▶ _WRITTEN INSTRUCTION_: Pick up the organic synthesis procedure below at its final sentence and continue writing it.
--- EXCERPT PROVIDED ---
Organic Syntheses Procedure

^
Top

Org. Synth. 2006, 83, 155

DOI: 10.15227/orgsyn.083.0155

2-(2',2'-DIMETHYLPROPOXY)-2,3-DIHYDRO-1H-INDENE

Submitted by Joginder S. Bajwa¹, Kapa Prasad, and Oljan Repic.

Checked by Sigrid Holle and Alois Fürstner.

1. Procedure

A. 2,3-Dihydro-2-Tert-Butyldimethysiloxy-1H-Indene. A flame-dried 500-mL, four-necked round-bottomed flask equipped with a Teflon-coated magnetic stir bar, a pressure-equalizing dropping funnel, a nitrogen inlet, an internal thermometer and a glass stopper is charged successively under nitrogen atmosphere with 2-indanol (13.42 g, 100 mmol), imidazole (8.17 g, 120 mmol) and 60 mL of dry N,N-dimethylformamide (DMF) (Note 1). The mixture is stirred until a clear solution has formed (Note 2). The flask is immersed in an ice bath and a solution of tert-butyldimethylsilyl chloride (16.32 g, 108 mmol) in 40 mL of dry DMF (Note 3) is added over a period of 10 min at such a rate that the reaction temperature remains below 10 °C. The ice-water bath is removed, the mixture is allowed to warm to ambient temperature and stirring is continued for 45 min (Note 4). Deionized water (150 mL) is added slowly via the dropping funnel, causing a slight exotherm (Note 5), followed by the addition of 100 mL of n-heptane. The resulting mixture is filtered through a pad of Celite (Note 6), the organic layer is separated, and the aqueous phase is extracted with 100 mL of n-heptane. The combined organic phases are washed with 100 mL of water, dried over anhydrous magnesium sulfate, filtered and concentrated by rotary evaporation (40 °C/10 mmHg). The crude product is purified by flash chromatography on 100 g of silica gel (Note 1) packed in a 4.5 × 38 cm column. Elution with n-heptane (650 mL) followed by 2% ethyl acetate in n-heptane (about 1 L) provides 22.5 g (91 %) of 2,3-dihydro-2-tert-butyldimethysiloxy-1H-indene as a colorless oil (Notes 7, 8).
--- STORED ROWS ---
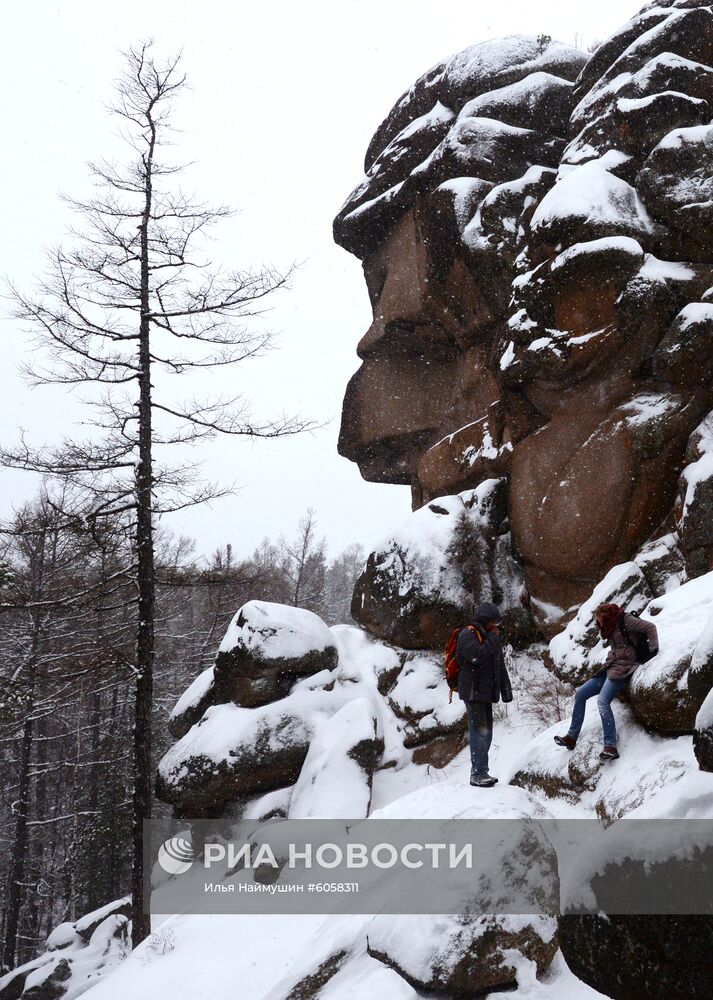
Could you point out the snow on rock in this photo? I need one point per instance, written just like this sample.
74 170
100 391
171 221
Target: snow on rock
684 355
662 563
412 590
488 113
588 202
700 672
192 704
577 783
703 735
462 954
479 450
335 780
695 514
419 697
266 648
659 689
233 752
579 651
676 181
78 955
272 632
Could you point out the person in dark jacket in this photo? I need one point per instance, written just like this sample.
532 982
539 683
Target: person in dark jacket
617 630
482 681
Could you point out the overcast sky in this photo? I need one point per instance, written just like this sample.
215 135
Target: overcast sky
284 99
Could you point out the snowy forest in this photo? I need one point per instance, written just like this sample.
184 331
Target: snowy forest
68 630
514 322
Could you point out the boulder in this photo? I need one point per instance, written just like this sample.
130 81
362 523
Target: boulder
650 765
703 734
78 955
578 652
660 693
695 510
425 577
230 753
548 325
335 780
676 181
684 357
419 697
464 955
192 705
653 956
266 648
700 671
663 564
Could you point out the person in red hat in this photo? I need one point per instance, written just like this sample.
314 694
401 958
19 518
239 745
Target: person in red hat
620 631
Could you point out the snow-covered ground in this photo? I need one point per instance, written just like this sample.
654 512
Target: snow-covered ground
265 957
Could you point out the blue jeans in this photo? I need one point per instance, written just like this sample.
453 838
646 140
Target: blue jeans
606 690
480 732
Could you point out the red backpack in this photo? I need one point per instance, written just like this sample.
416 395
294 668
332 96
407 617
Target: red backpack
451 667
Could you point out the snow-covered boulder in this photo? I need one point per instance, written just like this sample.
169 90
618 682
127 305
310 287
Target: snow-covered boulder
419 697
684 355
649 765
588 202
267 646
652 956
660 694
335 780
192 705
676 180
78 955
663 564
511 98
579 651
233 752
695 512
425 577
703 734
462 955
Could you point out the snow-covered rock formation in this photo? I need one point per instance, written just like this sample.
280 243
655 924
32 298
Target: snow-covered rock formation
78 955
535 234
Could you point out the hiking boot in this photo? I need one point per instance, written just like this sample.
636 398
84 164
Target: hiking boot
567 741
483 780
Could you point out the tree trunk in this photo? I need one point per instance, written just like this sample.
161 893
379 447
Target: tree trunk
141 921
20 839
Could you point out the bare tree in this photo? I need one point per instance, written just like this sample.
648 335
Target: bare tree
303 564
132 296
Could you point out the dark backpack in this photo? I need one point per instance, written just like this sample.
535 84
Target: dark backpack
451 667
638 641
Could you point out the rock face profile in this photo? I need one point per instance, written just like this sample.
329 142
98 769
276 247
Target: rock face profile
535 236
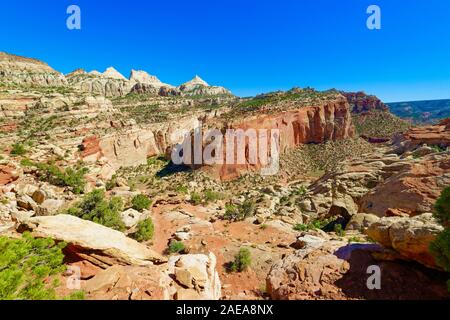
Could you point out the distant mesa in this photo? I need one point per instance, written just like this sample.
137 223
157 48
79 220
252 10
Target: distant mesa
196 81
198 86
113 74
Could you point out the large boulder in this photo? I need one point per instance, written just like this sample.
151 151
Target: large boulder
361 221
337 270
98 244
410 237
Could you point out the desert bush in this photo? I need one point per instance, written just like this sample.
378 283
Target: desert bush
440 247
181 189
241 261
112 183
196 198
28 267
94 207
339 230
70 177
145 230
140 202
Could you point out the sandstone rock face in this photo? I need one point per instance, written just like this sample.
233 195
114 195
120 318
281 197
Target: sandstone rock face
411 237
193 277
362 221
163 91
143 77
378 184
336 270
26 71
316 124
16 106
126 283
134 146
8 174
197 86
113 74
414 188
109 85
361 102
98 244
431 135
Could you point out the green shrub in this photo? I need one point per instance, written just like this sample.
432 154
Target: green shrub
145 230
141 202
241 261
212 196
94 207
440 247
196 198
27 163
112 183
241 212
72 178
18 149
176 247
26 264
181 190
339 230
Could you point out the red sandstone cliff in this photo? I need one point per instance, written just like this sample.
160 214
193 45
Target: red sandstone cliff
315 124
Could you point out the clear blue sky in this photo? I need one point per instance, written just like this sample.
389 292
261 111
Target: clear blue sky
248 46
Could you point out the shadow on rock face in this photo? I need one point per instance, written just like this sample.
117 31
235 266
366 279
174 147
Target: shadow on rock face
400 280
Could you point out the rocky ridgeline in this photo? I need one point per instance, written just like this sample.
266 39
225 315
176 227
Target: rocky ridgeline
26 71
360 102
18 72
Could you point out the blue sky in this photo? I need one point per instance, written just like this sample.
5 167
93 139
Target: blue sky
248 46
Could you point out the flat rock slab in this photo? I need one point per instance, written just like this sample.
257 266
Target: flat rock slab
100 245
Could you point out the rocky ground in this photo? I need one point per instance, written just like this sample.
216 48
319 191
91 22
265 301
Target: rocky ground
344 199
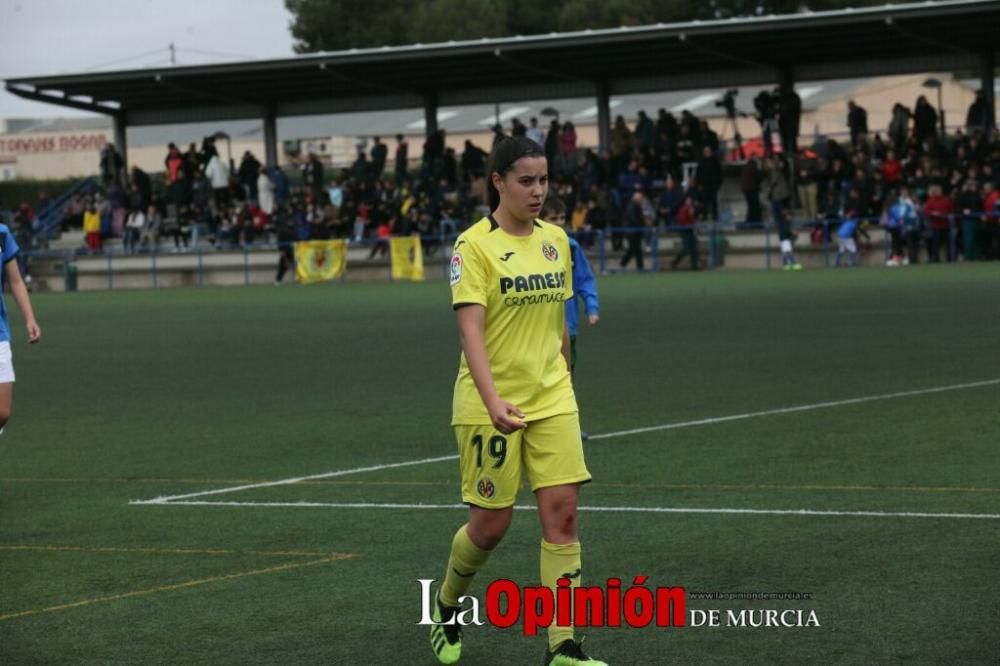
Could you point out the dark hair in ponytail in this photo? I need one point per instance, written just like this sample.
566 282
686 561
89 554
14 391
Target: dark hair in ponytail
506 152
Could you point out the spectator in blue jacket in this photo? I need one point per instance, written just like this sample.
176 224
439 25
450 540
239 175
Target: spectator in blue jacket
584 285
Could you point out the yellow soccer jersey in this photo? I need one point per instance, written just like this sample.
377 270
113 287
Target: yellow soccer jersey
523 282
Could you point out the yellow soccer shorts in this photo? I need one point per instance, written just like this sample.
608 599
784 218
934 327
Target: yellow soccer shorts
549 451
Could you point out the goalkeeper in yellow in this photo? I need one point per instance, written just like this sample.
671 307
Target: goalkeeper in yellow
514 409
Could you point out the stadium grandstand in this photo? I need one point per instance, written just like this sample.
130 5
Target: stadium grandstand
786 129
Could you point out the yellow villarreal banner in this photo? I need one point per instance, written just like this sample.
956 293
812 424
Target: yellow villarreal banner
316 261
407 258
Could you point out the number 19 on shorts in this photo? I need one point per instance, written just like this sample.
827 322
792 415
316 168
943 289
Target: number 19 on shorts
496 448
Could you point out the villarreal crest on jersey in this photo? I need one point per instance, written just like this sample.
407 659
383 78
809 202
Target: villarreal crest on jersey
523 283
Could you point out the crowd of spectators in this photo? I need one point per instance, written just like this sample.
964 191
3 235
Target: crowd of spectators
662 172
948 184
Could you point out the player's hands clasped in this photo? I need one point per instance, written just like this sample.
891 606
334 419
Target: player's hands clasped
34 332
505 416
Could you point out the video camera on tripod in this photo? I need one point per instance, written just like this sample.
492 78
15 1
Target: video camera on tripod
728 102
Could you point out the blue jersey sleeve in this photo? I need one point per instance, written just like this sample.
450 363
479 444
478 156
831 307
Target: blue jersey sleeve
8 245
584 284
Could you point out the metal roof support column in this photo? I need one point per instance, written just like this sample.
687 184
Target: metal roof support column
121 145
430 113
786 82
270 137
603 116
987 65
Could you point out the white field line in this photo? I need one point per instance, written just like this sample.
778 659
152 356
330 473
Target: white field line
174 499
298 479
602 509
799 408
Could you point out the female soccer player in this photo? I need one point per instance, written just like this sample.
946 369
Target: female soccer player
12 276
514 409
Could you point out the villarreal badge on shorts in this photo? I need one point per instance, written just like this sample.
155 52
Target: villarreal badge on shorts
486 489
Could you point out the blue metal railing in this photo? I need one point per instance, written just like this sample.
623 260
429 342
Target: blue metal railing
48 219
596 244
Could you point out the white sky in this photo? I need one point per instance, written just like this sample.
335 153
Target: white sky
74 36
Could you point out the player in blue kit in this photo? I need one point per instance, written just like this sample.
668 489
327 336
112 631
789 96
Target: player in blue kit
12 276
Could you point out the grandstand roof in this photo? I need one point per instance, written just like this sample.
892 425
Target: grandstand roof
892 39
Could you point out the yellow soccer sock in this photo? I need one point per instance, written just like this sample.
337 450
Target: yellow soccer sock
465 561
560 561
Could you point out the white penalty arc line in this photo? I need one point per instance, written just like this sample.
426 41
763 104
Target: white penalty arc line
601 509
799 408
621 433
298 479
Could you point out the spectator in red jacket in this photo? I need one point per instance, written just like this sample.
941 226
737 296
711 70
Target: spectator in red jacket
173 162
938 210
689 243
891 169
991 210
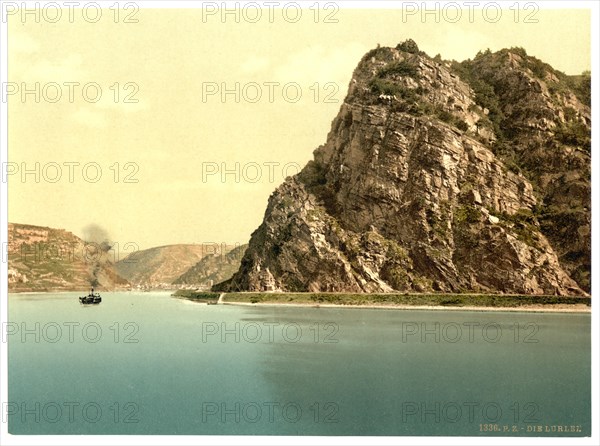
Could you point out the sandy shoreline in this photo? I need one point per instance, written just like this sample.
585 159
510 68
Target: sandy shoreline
524 309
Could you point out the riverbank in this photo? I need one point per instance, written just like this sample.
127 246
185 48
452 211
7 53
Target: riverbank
464 302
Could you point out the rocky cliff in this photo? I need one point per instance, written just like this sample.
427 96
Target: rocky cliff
48 259
438 176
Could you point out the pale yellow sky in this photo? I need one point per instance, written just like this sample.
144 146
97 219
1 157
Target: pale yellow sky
171 57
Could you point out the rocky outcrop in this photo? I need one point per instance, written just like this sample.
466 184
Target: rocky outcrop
48 259
408 194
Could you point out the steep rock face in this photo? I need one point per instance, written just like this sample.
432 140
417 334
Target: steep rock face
48 259
405 195
546 121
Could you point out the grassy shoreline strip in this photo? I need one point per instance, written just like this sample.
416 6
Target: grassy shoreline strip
449 300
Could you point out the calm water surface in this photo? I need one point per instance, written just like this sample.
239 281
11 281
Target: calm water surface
146 363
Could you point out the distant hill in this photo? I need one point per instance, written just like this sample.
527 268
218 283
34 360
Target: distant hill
48 259
213 268
163 264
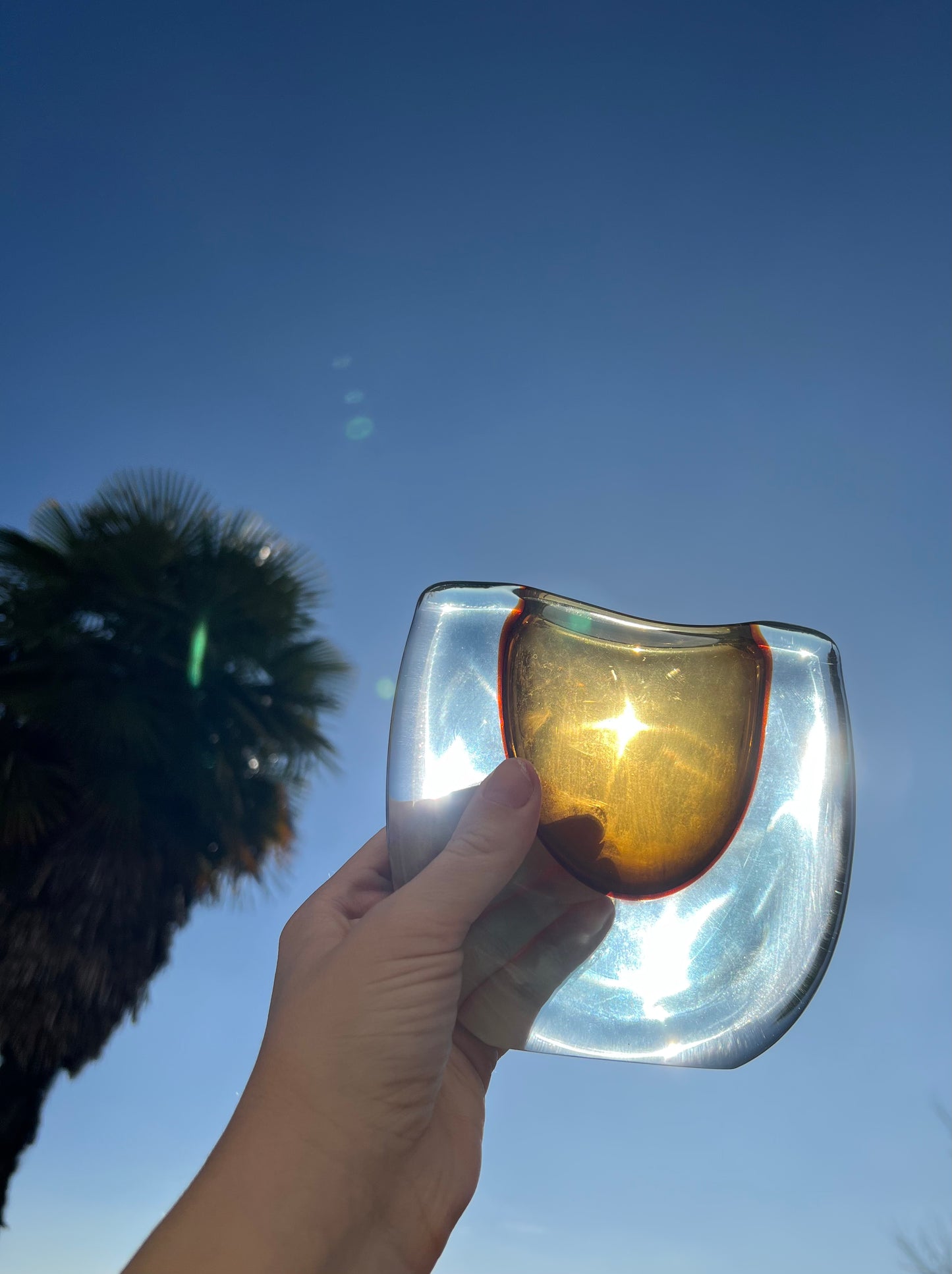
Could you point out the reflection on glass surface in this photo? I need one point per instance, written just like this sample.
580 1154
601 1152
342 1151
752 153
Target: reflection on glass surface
---
▶ _OUTPUT FOR THIS EXERCISE_:
B. 2-(2,2-Dimethylpropoxy)-2,3-Dihydro-1H-Indene. A 250-mL, flame-dried three-necked round-bottomed flask equipped with a Teflon-coated magnetic stir bar, a distillation head attached to a Liebig condenser, a nitrogen inlet and an internal thermometer is charged under nitrogen with 2,3-dihydro-2-tert-butyldimethysiloxy-1H-indene (10.6 g, 42.66 mmol) and 75 mL of dry acetonitrile (Note 1). The flask is immersed in a preheated oil bath and the resulting solution is refluxed such that approximately 25 mL of the solvent is distilled off at atmospheric pressure (Note 9). The solution is allowed to reach ambient temperature and the distillation head is replaced by a glass stopper. Bismuth tribromide (1.32 g, 2.94 mmol) (Notes 1, 10) is added in one portion and stirring is continued for 10 min. The glass stopper is then replaced by a rubber septum. Triethylsilane (8.2 mL, 51.34 mmol) (Note 1) is added via syringe over 5 min causing the immediate formation of a black suspension. The mixture is cooled in an ice-water bath to 0–5 °C before trimethylacetaldehyde (5.1 mL, 46.96 mmol) (Note 1) is added via syringe at such a rate (Note 11) as to maintain the internal temperature below 15 °C. The ice-water bath is removed, the mixture is allowed to warm to ambient temperature over 30 min and stirring is continued for an additional 30 min. (Note 12). The mixture is filtered through a pad of Celite (Note 13) to remove the black precipitate. The filtrate is concentrated by rotary evaporation (40 °C/10 mmHg) to give a mixture of clear and orange oils. To this residue are added 100 mL of n-heptane and 40 g of silica gel (Notes 1, 14). The mixture is concentrated by rotary evaporation (40 °C/10 mmHg) to afford a free-flowing powder that is placed at the top of a column (4.5 × 38 cm) of 100 g of silica gel. The column is eluted with n-heptane (1 L) followed by 2% ethyl acetate in n-heptane (about 1.2 L) to give 7.51 g (86 %) of 2,3-dihydro-2-(2',2'-dimethylethoxy)-1H-indene as a colorless oil (Notes 15, 16).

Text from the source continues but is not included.